▶ **TASK**
Rewrite everything below, from the row containing "chain above? Mark it with a dot." down to the last row, both ends included, requests and all. Shift each coordinate in the answers by adding 115 to it.

□ □ □ □ □ □ □

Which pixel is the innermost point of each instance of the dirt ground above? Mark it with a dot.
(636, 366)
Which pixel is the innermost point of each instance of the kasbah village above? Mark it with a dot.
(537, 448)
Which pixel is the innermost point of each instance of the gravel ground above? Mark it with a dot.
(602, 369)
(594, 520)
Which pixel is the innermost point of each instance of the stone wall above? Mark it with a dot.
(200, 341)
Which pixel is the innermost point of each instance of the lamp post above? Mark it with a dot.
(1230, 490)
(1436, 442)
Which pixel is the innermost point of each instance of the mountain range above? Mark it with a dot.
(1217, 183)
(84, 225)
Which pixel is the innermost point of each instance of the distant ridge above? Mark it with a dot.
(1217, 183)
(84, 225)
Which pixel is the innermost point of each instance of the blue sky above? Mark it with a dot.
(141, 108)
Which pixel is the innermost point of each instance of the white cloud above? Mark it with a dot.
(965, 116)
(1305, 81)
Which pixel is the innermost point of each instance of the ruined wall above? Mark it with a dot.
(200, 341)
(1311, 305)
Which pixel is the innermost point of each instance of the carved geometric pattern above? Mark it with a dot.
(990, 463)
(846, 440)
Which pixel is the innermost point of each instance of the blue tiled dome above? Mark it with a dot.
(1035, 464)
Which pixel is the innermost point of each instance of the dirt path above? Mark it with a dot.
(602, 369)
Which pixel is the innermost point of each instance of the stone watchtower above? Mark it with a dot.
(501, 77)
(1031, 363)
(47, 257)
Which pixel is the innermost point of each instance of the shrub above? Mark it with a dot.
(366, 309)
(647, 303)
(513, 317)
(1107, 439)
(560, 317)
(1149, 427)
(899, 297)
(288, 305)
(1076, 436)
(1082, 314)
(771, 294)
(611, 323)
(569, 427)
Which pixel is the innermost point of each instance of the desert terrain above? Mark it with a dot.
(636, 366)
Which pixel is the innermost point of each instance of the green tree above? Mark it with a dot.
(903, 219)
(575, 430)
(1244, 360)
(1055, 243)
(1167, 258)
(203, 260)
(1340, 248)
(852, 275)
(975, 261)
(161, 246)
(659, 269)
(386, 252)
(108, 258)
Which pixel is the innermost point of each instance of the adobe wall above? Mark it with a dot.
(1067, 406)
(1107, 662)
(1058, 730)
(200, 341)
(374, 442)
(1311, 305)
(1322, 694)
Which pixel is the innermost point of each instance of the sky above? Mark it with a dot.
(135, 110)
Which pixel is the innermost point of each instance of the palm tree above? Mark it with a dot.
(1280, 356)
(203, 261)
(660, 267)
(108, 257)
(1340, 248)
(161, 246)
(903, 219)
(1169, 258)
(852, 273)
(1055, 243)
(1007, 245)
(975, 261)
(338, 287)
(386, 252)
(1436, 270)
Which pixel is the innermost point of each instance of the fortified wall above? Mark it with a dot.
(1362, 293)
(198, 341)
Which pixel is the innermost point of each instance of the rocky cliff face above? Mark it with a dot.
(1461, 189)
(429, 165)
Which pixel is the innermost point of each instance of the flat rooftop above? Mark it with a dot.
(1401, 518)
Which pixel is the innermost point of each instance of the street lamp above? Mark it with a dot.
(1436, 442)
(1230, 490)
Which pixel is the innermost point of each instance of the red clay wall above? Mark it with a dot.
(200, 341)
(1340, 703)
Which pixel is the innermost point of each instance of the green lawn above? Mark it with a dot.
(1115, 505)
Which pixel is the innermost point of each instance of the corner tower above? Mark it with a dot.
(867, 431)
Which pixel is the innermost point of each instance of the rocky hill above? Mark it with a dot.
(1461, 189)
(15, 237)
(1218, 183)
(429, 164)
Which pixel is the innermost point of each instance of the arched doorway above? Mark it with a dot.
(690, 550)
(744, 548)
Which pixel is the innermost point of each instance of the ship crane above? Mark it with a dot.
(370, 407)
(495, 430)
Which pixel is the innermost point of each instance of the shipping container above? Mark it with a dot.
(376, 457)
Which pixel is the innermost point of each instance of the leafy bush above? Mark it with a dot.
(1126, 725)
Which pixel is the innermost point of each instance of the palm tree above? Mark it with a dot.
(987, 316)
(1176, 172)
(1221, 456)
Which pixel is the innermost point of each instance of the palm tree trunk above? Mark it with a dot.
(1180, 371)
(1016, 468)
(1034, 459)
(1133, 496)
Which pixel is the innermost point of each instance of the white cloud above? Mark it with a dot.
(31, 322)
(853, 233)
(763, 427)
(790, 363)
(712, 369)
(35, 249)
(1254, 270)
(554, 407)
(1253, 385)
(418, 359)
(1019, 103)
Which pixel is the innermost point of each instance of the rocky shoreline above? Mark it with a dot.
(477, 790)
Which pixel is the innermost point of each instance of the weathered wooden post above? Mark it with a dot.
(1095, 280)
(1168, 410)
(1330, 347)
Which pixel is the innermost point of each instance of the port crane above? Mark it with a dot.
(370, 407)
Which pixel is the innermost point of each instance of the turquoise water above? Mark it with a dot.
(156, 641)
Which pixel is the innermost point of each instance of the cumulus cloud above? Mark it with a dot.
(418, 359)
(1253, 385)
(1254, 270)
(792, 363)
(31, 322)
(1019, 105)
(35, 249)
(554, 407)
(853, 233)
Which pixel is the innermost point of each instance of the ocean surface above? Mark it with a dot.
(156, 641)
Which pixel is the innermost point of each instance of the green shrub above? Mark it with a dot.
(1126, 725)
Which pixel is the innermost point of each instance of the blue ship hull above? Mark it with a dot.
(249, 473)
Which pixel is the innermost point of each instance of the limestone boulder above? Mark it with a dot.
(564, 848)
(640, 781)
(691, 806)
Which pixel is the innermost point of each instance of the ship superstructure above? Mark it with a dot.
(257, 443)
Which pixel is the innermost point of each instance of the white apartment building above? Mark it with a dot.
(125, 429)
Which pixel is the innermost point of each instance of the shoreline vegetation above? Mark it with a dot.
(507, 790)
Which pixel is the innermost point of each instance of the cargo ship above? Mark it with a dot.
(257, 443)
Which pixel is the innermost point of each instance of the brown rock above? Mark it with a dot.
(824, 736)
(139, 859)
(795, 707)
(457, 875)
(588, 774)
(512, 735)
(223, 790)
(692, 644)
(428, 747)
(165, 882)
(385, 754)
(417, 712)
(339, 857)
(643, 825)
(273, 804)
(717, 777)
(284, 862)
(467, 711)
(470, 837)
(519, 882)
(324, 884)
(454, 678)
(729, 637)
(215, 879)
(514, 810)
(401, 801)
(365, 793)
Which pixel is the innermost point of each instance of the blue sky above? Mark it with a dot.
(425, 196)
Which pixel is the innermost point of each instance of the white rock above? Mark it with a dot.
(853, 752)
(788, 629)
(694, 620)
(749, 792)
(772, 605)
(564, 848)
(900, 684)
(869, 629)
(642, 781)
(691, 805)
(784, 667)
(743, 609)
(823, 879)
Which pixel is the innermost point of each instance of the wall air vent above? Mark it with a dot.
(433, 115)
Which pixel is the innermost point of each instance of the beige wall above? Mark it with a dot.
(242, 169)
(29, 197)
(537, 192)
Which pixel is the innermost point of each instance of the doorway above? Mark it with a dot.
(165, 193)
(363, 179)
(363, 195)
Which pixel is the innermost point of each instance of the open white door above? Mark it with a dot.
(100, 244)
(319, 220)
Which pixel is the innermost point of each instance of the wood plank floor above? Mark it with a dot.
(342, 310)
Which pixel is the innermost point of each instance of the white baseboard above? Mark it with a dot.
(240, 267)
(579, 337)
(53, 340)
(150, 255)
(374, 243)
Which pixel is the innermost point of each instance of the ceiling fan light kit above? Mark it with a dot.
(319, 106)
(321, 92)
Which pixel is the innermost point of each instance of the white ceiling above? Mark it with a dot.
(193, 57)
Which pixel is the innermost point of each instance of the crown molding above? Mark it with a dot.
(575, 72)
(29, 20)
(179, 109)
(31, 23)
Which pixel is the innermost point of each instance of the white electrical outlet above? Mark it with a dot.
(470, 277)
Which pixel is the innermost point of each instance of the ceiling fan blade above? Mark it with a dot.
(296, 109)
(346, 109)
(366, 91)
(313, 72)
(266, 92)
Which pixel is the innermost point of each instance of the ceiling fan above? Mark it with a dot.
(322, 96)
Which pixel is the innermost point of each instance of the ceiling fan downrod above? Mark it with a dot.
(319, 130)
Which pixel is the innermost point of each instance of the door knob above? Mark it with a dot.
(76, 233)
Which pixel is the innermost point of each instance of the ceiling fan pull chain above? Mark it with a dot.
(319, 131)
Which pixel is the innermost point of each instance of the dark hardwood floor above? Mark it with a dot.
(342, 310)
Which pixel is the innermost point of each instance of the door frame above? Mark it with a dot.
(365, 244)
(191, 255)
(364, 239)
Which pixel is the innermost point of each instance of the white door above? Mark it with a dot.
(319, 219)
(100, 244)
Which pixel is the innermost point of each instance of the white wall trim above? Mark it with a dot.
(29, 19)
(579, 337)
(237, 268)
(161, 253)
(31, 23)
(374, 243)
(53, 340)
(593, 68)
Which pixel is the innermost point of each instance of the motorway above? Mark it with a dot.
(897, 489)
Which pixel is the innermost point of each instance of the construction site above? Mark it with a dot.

□ □ □ □ □ □ □

▶ **ANSWER TO THIS PROBLEM**
Which pixel is the innermost point of each instance of the ceiling fan pull chain above? Mark it with a dot.
(434, 246)
Which pixel is the innermost point of each instance of the dark hardwood floor above? Mark it with a dot.
(457, 425)
Which pixel is the innermost point of each instance of the door frame above? Mark it with a dot.
(480, 359)
(306, 370)
(479, 354)
Which pixel is the innermost point of each instance of the white door above? Mark it with a dot.
(434, 334)
(215, 359)
Which pixel is the innermost point of each instance of the white wall trim above? Mark it with a dot.
(144, 134)
(694, 452)
(352, 383)
(276, 368)
(146, 138)
(489, 358)
(168, 455)
(708, 183)
Which pixel is the innermost point of each instance of the motorway above? Mark it with a dot.
(1012, 604)
Which pixel is the innermost point of each instance of the construction site above? Mark it with a dot.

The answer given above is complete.